> _Extracted information_
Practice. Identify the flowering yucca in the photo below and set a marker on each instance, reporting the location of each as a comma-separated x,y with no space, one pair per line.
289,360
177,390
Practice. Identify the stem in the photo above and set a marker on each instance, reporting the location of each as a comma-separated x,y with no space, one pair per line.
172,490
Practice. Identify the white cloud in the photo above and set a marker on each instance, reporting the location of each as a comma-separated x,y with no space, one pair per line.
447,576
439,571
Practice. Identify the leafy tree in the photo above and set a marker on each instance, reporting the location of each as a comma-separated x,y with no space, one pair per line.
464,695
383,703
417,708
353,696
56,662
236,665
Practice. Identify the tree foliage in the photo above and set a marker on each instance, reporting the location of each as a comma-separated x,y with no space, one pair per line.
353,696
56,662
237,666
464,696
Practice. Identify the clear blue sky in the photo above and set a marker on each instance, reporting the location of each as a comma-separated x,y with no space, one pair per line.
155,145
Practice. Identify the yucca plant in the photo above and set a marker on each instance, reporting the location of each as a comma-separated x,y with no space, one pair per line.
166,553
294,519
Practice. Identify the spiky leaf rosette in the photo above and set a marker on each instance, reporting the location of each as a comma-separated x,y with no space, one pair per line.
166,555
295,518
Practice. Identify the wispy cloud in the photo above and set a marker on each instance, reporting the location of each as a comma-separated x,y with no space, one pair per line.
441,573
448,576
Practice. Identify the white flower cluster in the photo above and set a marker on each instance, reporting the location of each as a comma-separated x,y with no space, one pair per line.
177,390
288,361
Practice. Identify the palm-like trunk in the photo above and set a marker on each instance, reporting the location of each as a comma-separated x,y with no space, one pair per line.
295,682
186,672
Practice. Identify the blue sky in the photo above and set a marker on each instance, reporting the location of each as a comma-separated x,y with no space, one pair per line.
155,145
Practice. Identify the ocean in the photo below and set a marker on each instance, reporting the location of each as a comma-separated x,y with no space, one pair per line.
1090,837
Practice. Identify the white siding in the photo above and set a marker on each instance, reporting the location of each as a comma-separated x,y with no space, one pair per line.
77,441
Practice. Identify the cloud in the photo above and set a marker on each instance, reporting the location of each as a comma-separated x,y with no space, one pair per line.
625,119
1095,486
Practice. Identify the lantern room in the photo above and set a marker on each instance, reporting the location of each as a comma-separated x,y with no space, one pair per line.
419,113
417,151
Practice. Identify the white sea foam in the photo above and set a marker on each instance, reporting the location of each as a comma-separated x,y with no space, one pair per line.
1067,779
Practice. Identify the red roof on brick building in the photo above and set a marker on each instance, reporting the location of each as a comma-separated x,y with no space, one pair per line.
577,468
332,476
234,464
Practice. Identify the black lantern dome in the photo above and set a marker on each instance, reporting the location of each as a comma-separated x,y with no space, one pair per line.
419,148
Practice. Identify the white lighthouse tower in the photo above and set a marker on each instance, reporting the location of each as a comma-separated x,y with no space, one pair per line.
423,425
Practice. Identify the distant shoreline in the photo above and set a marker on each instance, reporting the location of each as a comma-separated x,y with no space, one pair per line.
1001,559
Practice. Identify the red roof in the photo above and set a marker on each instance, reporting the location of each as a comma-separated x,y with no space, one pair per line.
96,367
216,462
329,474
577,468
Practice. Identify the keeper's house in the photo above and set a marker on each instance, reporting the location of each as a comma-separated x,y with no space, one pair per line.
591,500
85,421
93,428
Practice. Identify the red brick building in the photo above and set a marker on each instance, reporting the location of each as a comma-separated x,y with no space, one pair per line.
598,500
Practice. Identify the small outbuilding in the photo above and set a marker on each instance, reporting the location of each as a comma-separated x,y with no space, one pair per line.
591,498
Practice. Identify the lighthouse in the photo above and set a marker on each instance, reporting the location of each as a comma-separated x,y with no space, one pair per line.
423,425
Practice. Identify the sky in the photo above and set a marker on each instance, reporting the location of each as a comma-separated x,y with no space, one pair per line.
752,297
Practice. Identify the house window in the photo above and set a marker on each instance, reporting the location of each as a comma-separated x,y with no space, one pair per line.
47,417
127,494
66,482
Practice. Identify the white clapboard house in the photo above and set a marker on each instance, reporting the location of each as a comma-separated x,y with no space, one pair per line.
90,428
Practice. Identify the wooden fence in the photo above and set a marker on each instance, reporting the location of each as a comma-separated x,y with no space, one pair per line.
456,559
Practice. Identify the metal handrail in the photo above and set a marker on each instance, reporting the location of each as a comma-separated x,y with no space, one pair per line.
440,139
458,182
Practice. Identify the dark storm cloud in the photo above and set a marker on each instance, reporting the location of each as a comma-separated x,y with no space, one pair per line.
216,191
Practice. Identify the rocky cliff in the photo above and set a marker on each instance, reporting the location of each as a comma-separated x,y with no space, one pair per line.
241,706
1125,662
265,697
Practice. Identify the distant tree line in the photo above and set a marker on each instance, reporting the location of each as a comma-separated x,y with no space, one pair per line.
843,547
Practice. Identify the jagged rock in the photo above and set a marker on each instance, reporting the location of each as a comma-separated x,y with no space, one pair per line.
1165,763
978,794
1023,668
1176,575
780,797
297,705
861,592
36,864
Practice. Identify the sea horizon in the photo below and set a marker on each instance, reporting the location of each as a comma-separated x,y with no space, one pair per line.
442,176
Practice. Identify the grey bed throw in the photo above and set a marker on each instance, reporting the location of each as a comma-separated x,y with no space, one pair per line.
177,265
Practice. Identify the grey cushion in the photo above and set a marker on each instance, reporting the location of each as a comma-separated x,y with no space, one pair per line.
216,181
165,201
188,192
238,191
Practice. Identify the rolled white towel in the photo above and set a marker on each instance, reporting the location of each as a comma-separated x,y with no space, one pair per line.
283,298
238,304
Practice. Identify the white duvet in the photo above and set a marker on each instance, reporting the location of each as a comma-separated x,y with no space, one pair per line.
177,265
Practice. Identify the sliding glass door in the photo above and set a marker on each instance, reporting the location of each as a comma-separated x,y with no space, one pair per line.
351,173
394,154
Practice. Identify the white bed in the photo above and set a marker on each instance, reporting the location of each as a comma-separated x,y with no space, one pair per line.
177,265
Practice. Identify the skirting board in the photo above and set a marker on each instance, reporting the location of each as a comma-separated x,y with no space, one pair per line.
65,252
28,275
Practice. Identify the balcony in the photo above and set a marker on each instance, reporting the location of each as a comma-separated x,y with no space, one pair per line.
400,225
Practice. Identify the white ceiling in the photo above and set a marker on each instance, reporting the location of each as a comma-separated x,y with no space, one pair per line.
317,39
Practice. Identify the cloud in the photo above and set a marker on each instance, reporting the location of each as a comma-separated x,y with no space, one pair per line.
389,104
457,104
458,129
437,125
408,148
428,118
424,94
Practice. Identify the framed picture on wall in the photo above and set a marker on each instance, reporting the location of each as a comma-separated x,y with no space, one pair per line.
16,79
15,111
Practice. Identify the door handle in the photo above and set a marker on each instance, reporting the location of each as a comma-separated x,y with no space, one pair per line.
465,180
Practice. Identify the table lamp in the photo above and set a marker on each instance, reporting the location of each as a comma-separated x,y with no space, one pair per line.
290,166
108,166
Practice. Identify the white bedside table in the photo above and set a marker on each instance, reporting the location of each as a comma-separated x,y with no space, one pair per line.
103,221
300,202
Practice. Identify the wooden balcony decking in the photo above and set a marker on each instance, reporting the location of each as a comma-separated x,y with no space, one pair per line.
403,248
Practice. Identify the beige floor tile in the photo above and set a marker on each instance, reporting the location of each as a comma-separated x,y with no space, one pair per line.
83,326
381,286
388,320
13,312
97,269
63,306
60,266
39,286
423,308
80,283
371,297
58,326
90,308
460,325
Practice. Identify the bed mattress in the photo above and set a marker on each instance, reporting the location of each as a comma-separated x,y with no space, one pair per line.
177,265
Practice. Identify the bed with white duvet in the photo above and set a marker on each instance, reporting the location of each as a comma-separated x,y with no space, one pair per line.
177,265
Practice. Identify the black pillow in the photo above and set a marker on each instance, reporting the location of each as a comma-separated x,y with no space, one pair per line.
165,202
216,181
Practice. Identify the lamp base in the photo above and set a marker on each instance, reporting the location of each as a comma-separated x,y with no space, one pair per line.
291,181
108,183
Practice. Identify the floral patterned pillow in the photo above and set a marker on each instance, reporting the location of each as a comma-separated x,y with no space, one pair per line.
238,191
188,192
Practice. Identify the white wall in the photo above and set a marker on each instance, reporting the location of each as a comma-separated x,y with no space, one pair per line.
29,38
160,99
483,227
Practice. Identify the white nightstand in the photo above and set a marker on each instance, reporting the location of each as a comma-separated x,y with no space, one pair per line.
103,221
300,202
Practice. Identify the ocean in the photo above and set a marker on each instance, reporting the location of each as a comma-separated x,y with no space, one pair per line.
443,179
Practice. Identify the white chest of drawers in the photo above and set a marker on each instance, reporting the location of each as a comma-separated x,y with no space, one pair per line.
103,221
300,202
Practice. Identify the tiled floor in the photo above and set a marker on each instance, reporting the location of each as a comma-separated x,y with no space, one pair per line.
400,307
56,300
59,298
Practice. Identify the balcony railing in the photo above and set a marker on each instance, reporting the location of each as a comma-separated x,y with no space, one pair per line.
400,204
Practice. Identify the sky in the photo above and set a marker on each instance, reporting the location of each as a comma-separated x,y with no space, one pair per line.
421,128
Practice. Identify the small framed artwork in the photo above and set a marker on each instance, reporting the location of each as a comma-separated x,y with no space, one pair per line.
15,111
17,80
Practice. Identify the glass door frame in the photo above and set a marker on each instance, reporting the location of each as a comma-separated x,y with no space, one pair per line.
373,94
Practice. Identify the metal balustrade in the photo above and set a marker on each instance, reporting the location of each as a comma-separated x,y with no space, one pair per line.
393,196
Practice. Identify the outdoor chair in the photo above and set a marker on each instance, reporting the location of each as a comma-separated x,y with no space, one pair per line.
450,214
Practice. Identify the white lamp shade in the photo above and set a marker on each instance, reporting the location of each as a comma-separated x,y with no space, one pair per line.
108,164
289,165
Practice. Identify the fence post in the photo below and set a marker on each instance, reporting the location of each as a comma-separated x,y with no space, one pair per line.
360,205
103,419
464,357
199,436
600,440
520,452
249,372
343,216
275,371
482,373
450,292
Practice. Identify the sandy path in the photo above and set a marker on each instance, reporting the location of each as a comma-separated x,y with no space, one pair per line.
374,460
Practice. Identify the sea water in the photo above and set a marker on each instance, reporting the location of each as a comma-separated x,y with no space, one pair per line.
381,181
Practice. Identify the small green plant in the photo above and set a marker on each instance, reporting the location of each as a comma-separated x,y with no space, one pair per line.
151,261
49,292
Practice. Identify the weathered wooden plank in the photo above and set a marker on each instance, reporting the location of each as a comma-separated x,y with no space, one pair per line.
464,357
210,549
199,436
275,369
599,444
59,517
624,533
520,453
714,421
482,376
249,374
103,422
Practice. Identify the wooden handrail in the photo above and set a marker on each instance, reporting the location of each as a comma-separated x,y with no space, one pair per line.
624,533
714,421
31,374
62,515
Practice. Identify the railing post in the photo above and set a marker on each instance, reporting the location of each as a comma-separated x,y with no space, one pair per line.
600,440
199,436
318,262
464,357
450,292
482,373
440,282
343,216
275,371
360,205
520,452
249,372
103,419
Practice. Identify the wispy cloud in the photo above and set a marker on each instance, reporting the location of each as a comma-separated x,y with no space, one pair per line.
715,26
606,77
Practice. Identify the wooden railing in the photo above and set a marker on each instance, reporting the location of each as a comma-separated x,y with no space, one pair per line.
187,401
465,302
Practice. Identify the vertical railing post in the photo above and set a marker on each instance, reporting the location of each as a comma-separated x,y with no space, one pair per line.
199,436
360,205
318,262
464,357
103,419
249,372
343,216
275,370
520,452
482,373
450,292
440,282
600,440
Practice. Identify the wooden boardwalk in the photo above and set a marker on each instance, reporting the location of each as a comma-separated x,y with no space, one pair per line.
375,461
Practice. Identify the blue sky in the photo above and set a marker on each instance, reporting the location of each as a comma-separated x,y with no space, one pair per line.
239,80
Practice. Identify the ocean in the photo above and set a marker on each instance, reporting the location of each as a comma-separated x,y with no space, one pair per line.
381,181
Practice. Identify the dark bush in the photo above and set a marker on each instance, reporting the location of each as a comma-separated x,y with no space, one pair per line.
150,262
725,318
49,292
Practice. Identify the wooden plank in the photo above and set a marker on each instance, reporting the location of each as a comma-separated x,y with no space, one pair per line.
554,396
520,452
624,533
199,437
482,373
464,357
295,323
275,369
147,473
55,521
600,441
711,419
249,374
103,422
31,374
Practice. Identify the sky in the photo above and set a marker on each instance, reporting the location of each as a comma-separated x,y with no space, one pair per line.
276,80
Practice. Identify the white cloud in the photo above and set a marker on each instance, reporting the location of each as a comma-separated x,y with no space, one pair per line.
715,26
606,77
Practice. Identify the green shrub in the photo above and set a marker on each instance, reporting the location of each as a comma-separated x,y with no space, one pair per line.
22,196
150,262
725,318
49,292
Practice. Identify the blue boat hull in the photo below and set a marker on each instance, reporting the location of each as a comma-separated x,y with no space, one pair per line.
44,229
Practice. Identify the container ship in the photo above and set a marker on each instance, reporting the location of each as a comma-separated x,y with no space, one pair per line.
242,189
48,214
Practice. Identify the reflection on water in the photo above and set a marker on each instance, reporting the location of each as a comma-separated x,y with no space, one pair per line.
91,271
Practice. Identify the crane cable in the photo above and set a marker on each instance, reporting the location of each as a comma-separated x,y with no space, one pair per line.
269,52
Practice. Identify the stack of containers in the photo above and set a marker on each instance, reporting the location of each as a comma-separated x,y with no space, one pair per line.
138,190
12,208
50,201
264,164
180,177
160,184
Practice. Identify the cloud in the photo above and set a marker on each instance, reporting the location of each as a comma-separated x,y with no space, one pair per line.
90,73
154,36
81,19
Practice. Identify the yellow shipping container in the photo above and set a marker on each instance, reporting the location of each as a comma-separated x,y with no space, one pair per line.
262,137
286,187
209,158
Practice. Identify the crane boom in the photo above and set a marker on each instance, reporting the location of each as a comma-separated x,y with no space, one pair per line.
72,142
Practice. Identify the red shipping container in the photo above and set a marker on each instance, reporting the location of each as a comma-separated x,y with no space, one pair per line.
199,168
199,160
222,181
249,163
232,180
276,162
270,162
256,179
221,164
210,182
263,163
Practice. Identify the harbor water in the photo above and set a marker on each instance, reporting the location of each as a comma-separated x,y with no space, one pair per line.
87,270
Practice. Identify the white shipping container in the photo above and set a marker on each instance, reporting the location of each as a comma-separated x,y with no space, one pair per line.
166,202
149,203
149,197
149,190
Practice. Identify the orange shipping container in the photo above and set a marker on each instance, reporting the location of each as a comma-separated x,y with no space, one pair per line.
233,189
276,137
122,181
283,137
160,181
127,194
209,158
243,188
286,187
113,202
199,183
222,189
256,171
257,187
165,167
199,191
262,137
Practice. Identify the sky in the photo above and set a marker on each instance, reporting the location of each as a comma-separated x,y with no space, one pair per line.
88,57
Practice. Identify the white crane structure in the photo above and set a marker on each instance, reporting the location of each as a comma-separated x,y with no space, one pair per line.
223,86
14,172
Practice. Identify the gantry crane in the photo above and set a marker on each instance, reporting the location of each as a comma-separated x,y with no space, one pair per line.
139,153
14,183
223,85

> _The request_
Look above for the line containing "Practice. Identify the red shipping", then transcribe it and all lines after it through the last, exactly and with nothing else.

> _Result of the task_
Practice. Identify the red shipping container in the photo above and set a marker on each instance, reporting the location of each as a comma-separated x,y with no space, one pair per line.
199,168
199,160
222,181
249,163
232,180
276,162
270,162
256,179
221,164
210,182
263,163
Practice. Identify the harbor water in the photo above and set a marker on each instance, reporting the location of each as a comma-separated x,y with no space, one pair per line.
87,270
Practice. Identify the white shipping container in the photo above and set a marker on each instance, reporting the location of each as a comma-separated x,y with no space, one pair per line.
166,202
149,203
149,197
149,190
Practice. Identify the orange shipping container in the photo above and set a marker on each instance, reporting the location of each as a comma-separated x,y with no space, one pair per line.
233,189
276,137
122,181
283,137
160,181
127,194
209,158
243,188
286,187
113,202
199,183
222,189
256,171
257,187
165,167
199,191
262,137
Practice. Identify the sky in the photo above and set a marker on each instance, reporting the location of each as a comma-separated x,y with no space, one pair per line.
88,57
Practice. Identify the white crane structure in the photo above and set a marker on each instance, reporting the location of each as a comma-separated x,y with no space, one pair per line.
223,86
14,172
Practice. Identify the gantry crane in the photo above and set a marker on each instance, reporting the location of each as a comma-separated x,y with no space, one pair per line.
139,153
14,183
223,85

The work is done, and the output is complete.